[Your goal] Please pull out every line of the listing below that contains the word "uniform" and copy each one in full.

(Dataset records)
· · · · · · ·
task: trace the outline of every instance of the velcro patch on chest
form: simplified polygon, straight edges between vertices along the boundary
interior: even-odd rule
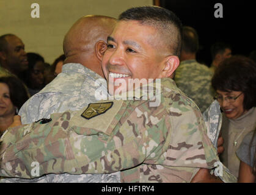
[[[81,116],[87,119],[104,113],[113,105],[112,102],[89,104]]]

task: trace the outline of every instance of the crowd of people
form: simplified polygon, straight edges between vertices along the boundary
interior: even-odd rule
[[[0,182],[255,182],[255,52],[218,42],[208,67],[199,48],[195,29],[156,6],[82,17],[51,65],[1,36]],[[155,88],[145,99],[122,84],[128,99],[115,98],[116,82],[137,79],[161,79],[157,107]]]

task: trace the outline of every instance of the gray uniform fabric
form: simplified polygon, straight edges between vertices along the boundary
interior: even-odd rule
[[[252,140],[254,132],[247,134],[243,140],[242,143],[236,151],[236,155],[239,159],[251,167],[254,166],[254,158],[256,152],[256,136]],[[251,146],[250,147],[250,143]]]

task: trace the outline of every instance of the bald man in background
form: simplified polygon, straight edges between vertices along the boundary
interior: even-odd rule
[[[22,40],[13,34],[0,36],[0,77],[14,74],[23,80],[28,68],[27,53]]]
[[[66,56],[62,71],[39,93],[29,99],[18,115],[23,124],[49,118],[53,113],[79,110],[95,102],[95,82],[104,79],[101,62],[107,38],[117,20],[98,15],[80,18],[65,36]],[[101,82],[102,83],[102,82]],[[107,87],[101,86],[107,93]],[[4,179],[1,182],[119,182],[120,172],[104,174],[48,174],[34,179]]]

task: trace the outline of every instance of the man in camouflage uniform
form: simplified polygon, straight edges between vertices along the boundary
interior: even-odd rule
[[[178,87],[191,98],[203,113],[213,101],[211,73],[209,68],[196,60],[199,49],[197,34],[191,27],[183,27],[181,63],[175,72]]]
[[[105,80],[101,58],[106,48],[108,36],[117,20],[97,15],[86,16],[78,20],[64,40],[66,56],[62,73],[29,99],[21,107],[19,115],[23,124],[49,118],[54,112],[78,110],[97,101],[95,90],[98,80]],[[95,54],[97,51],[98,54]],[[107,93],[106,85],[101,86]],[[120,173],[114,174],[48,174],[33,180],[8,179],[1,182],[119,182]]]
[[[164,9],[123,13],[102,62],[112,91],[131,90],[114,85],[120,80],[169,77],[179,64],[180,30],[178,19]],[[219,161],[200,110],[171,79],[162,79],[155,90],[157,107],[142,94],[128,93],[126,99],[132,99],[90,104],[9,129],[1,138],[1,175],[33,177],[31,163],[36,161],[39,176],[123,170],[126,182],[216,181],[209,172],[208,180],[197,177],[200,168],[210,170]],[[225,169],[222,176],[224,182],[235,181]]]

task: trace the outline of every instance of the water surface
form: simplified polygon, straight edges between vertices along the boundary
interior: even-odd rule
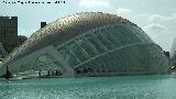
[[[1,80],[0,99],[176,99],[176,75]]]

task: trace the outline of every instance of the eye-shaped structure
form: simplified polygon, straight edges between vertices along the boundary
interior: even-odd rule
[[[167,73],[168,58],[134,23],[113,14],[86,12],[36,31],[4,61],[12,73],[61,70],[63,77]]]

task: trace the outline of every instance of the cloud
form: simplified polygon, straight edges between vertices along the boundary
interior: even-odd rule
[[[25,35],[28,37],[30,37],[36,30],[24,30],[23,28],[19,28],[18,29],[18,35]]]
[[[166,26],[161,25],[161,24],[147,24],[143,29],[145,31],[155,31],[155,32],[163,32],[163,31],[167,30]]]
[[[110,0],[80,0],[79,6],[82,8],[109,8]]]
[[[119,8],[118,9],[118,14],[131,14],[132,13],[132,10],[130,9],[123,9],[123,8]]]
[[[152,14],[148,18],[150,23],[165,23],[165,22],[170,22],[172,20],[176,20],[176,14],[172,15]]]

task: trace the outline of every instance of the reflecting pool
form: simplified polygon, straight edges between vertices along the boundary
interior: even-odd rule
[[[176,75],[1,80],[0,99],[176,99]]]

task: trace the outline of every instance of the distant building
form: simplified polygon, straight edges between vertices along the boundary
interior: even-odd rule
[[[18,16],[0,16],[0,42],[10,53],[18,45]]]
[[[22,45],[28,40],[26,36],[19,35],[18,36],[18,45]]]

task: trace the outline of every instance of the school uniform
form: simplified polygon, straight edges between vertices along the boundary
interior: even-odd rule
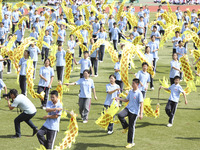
· · · · · · ·
[Task answer]
task: trace the outline of every instance of the gray uniform fabric
task: trace the outline of every instance of the man in camouflage uniform
task: trace the outline of every instance of the school uniform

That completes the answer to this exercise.